• ТЕКСТ ДЛЯ ЧТЕНИЯ:
Дмитрий Тренин - Интеграция и идентичность: Россия как «новый Запад»
Нынешний базовый слой российского общества иной. В него входят в основном те, кто считает себя проигравшим в результате перехода от советского социализма к современному российскому капитализму. На этом уровне у людей преобладают социал-демократическая, государственническая и коммунопатриотическая ориентации71. Основная проблема состоит в том, что эта часть общества сравнительно легко поддается манипулированию со стороны популистских сил. В области внешней политики такие силы могут опираться на элементы ксенофобии, шовинизма, расизма, антисемитизма, ненависти и зависти к Америке и т. п. Повышение уровня благосостояния, расширение состава среднего класса при численном уменьшении доли «низов» общества способны ограничить эту опасность и в перспективе маргинализовать вызывающие ее явления.
Фундаментальные изменения в России означали также окончание имперского периода ее истории. С распадом Советского Союза Россия как «Евразия», т. е. замкнутое самодостаточное образование, отошла в историю. «Возвращение в мировое сообщество» потребовало смены основ внешнеполитической философии.
Изменение внешнеполитической философии
ТЕМ НЕ МЕНЕЕ ВНЕШНЕПОЛИТИЧЕСКАЯ философия элит изменилась, стала гораздо менее амбициозной. Сознание относительной и абсолютной слабости России заставило ее верхи отказаться от мессианства и глобальных проектов. Произошло возвращение к более традиционным представлениям о месте и роли России как одной из нескольких великих мировых держав. Российские лидеры видят свою страну игроком первого порядка в Европе и Азии, центром притяжения в СНГ и полноправным участником решения проблем глобального уровня. Само понятие державности было осовременено, прежде всего путем экономизации внешнеполитической философии и практики. Интеграция в мировую систему – существенный элемент этой философии, но в отличие от начала 1990-х годов речь идет об интеграции в мировую систему в целом, а не в институты Западного общества.

• ИСХОДНЫЕ ДАННЫЕ:
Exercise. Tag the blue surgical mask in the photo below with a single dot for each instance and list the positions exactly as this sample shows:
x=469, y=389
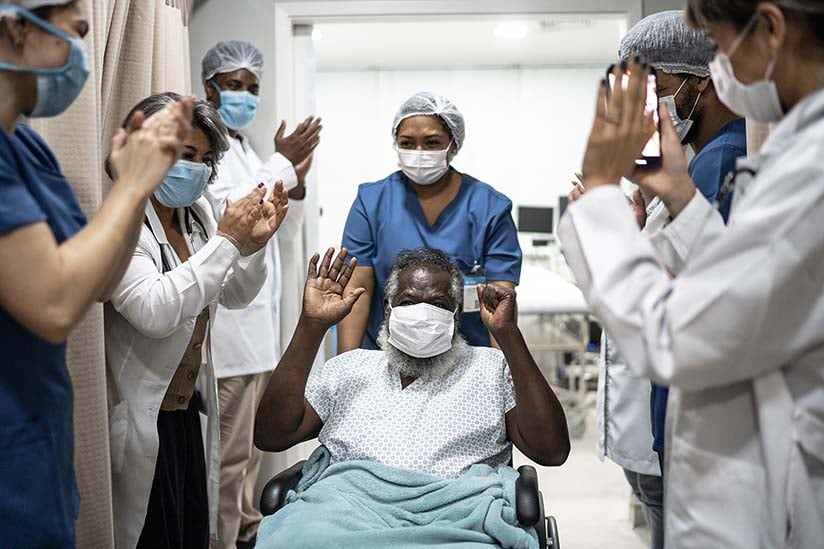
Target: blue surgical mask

• ФОРМУЛИРОВКА ЗАДАНИЯ 1:
Перепишите из текста о внешнеполитической философии России фрагмент от слов «Изменение внешнеполитической философии» до слов «институты Западного общества.» включительно.
• ФОРМУЛИРОВКА ЗАДАНИЯ 2:
Кем, согласно тексту о внешнеполитической философии России, российские лидеры видят свою страну в Европе и Азии?
• ФОРМУЛИРОВКА ЗАДАНИЯ 3:
Допишите следующую часть текста о внешнеполитической философии России, начав сразу после его последнего предложения.

• ИТОГОВЫЙ ОТВЕТ 1:
Изменение внешнеполитической философии
ТЕМ НЕ МЕНЕЕ ВНЕШНЕПОЛИТИЧЕСКАЯ философия элит изменилась, стала гораздо менее амбициозной. Сознание относительной и абсолютной слабости России заставило ее верхи отказаться от мессианства и глобальных проектов. Произошло возвращение к более традиционным представлениям о месте и роли России как одной из нескольких великих мировых держав. Российские лидеры видят свою страну игроком первого порядка в Европе и Азии, центром притяжения в СНГ и полноправным участником решения проблем глобального уровня. Само понятие державности было осовременено, прежде всего путем экономизации внешнеполитической философии и практики. Интеграция в мировую систему – существенный элемент этой философии, но в отличие от начала 1990-х годов речь идет об интеграции в мировую систему в целом, а не в институты Западного общества.

• ИТОГОВЫЙ ОТВЕТ 2:
Игроком первого порядка.

• ИТОГОВЫЙ ОТВЕТ 3:
Стратегическое перенапряжение СССР к концу 1980-х годов стало очевидным даже для убежденных защитников державной политики. Фактически все они – хотя и в разной степени – были готовы на сокращение ставшего непосильным бремени внешних обязательств. Переломным моментом стала война в Афганистане, на силовое вмешательство в дела которого советская военная и дипломатическая верхушка пошла неохотно. Ввод войск в Афганистан стал рассматриваться как трагическая ошибка, а их вывод был встречен с облегчением. Последовавшее вслед за тем в результате договоренностей с США политическое отступление СССР из других конфликтных регионов «третьего мира» – Центральной Америки (Никарагуа, Сальвадора), Юго-Восточной Азии (Камбоджи), Африки (Анголы и Мозамбика) также не вызвало сопротивления элит. Содержание – под флагом поддержки национально-освободительного движения – многочисленной и неэффективной клиентуры в ряде других стран (Эфиопии, Южном Йемене и т. д.) было признано чересчур затратным.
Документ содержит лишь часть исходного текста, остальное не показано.